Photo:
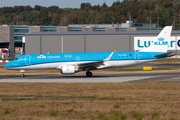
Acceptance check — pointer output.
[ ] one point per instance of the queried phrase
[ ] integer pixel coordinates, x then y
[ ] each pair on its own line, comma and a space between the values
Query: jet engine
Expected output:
69, 69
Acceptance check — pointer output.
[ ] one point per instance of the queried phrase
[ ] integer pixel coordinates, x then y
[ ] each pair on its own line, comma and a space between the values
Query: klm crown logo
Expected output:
160, 39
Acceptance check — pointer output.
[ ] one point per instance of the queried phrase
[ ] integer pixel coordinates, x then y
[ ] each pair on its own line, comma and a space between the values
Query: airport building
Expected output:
80, 38
73, 42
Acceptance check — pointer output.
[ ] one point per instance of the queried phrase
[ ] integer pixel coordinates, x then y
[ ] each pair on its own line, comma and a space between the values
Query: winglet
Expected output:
109, 57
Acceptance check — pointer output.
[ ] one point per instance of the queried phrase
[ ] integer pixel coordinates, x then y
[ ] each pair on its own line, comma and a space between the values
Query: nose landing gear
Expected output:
89, 74
22, 71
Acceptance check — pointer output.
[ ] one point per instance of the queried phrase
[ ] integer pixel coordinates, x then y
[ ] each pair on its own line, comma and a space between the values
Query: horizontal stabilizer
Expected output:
168, 54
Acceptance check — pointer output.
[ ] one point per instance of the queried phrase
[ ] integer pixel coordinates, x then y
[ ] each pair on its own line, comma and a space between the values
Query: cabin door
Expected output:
27, 60
136, 56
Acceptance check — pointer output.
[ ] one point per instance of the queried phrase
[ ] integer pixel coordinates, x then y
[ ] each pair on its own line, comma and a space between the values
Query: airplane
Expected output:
71, 63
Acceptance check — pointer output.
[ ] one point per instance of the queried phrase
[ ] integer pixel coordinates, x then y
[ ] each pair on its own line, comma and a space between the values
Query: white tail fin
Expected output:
160, 44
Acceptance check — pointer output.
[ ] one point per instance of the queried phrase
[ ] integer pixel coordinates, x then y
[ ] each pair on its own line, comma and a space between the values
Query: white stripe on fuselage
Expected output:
107, 64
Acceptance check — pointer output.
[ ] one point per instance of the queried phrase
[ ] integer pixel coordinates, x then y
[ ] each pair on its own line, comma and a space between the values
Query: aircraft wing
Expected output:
94, 64
169, 54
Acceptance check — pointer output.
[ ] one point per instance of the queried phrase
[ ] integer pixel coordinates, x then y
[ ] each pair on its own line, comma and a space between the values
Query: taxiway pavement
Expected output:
99, 78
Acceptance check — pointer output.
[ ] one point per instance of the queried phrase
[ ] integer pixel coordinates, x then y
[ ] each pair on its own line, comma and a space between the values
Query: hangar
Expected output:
73, 42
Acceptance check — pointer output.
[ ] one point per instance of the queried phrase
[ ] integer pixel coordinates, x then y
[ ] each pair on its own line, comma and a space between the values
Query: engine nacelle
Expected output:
69, 69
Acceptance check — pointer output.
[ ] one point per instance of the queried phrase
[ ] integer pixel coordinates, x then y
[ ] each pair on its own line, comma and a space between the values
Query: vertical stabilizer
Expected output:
160, 43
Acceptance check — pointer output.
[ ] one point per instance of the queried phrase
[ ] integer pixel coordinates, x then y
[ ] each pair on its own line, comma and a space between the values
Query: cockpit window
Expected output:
16, 59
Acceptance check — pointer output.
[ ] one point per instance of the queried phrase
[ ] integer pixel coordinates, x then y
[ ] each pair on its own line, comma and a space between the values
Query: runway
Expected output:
99, 78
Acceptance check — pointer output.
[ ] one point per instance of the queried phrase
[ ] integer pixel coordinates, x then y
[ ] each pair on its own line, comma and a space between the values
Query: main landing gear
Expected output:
22, 75
89, 74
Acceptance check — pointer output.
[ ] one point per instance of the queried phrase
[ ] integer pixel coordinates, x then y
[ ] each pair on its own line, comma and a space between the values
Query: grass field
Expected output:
95, 101
101, 101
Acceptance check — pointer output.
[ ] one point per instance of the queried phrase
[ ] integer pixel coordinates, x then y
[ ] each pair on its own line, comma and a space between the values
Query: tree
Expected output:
104, 5
37, 7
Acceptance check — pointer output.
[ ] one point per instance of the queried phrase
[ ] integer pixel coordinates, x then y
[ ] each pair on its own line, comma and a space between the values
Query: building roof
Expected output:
101, 33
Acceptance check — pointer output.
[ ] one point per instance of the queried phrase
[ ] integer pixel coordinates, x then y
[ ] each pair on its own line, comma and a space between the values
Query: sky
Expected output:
60, 3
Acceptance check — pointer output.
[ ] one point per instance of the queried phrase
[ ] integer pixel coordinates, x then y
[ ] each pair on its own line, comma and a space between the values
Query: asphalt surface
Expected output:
146, 64
101, 78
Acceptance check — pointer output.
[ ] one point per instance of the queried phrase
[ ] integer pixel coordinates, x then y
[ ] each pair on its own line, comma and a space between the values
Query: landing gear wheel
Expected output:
23, 75
88, 74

______________________________

__EXERCISE BRIEF__. Repeat the material above verbatim, with no pictures in the output.

__THE SOLUTION__.
Photo:
Acceptance check — pointer output.
[ ] one point per instance of the queried phrase
[ ] integer pixel coordinates, x then y
[ ] each pair on its own line, comma and a space between the values
Query: jet engine
Expected output:
69, 69
Acceptance check — pointer output.
[ ] one point per instance of the queried phrase
[ ] integer pixel coordinates, x then y
[ ] each pair on its own line, comma and a space between the values
Query: klm crown logo
Expected output:
160, 39
Acceptance check — pointer output.
[ ] one point per instance of the queried phrase
[ ] integer pixel coordinates, x then y
[ ] each pair on its own line, comma and a space between the values
Query: airport building
Expected output:
80, 38
73, 42
Acceptance check — pointer output.
[ ] one point per instance of the queried phrase
[ ] integer pixel coordinates, x then y
[ ] each pair on its own line, comma and a space between the values
Query: winglet
Expected output:
109, 57
Acceptance check — pointer output.
[ ] one point per instance of the queried phrase
[ ] integer pixel coordinates, x then y
[ ] each pair on its own line, comma and a space between the values
Query: nose landing gear
Expected output:
89, 74
22, 71
Acceptance check — pointer output.
[ ] one point per instance of the queried phrase
[ ] integer pixel coordinates, x then y
[ ] each pair on its own line, comma and a space between the values
Query: horizontal stabilizer
Expected output:
168, 54
Acceptance check — pointer output.
[ ] one point per instance of the queried phrase
[ ] integer pixel coordinates, x then y
[ ] each pair on its own line, comma and a space between the values
Query: cabin door
Expected output:
27, 60
136, 56
Acceptance check — pointer output.
[ ] one point per instance of the queried phrase
[ ] integer pixel coordinates, x then y
[ ] each pair on its own line, comma and a space between the values
Query: airplane
Expected output:
71, 63
Acceptance check — pointer output.
[ ] one point per instance of the queried phrase
[ ] integer pixel coordinates, x then y
[ ] each pair on its own line, comma and a space between the values
Query: white tail fin
Expected output:
160, 44
Acceptance check — pointer output.
[ ] one point per instance of the queried phrase
[ ] integer pixel coordinates, x then y
[ ] each pair on its own line, comma and a space between the values
Query: white stripe on fuselage
Expected output:
107, 64
Acceptance check — pointer output.
[ ] one point per instance of the queried phrase
[ ] integer pixel coordinates, x then y
[ ] each pair on its own line, comma and a space between the values
Query: aircraft wing
Expected output:
94, 64
169, 54
Acceptance check — pointer output.
[ ] one point per instance of the queried phrase
[ ] integer pixel coordinates, x then y
[ ] each pair on its own line, comma and a space between the values
Query: taxiway pavement
Expected output:
99, 78
Acceptance check — pointer output.
[ ] one point per instance of the queried phrase
[ ] integer pixel coordinates, x then y
[ ] each pair on its own line, comma and a space between the values
Query: hangar
Expected output:
73, 42
Acceptance check — pointer output.
[ ] one point per instance of the queried phrase
[ ] integer pixel coordinates, x then y
[ ] each pair on its own line, comma and a space between the values
Query: engine nacelle
Expected output:
69, 69
Acceptance check — pointer output.
[ ] one point per instance of the queried phrase
[ ] integer pixel coordinates, x then y
[ ] each pair on its own line, comma and a space between the values
Query: vertical stabilizer
Expected output:
160, 43
Acceptance check — pointer output.
[ ] one point per instance of the queried phrase
[ ] integer pixel coordinates, x then y
[ ] each pair on its own line, comma and a space between the values
Query: cockpit window
Expected output:
16, 59
Acceptance check — pointer output.
[ ] one point per instance of the queried phrase
[ ] integer pixel coordinates, x then y
[ ] each pair on its own line, comma and a space between the values
Query: runway
Expected output:
99, 78
Acceptance check — pointer output.
[ ] one point per instance of the queried phrase
[ ] integer pixel coordinates, x then y
[ ] each pair on its own line, comma and a space between the values
Query: main landing gear
Expected output:
22, 75
89, 74
Acceptance check — pointer output.
[ ] one point per instance of the queried phrase
[ ] integer pixel coordinates, x then y
[ ] each pair on its own line, comma and a space between the values
Query: grass field
Expected output:
95, 101
101, 101
Acceptance check — pointer output.
[ ] one point per instance of the queried phrase
[ ] integer pixel coordinates, x then y
[ ] each pair on its own line, comma and a space between the values
Query: tree
Expected output:
104, 5
37, 7
Acceptance check — pointer output.
[ ] one point per instance of the queried phrase
[ ] integer pixel coordinates, x then y
[ ] each pair on its own line, comma and a space between the values
Query: building roof
Expected output:
101, 33
Acceptance check — pointer output.
[ ] one point per instance of the queried phrase
[ ] integer pixel coordinates, x then y
[ ] each pair on its own line, comma and a space between the values
Query: sky
Expected output:
60, 3
Acceptance check — pointer output.
[ ] one point per instance of the queried phrase
[ ] integer pixel coordinates, x then y
[ ] each pair on its own line, comma and a space between the values
Query: asphalt surface
Expected output:
146, 64
101, 78
Acceptance check — pointer output.
[ ] one point per instance of the queried phrase
[ ] integer pixel coordinates, x then y
[ ] each pair on its own line, comma and a space between the values
Query: landing gear wheel
Expected output:
23, 75
88, 74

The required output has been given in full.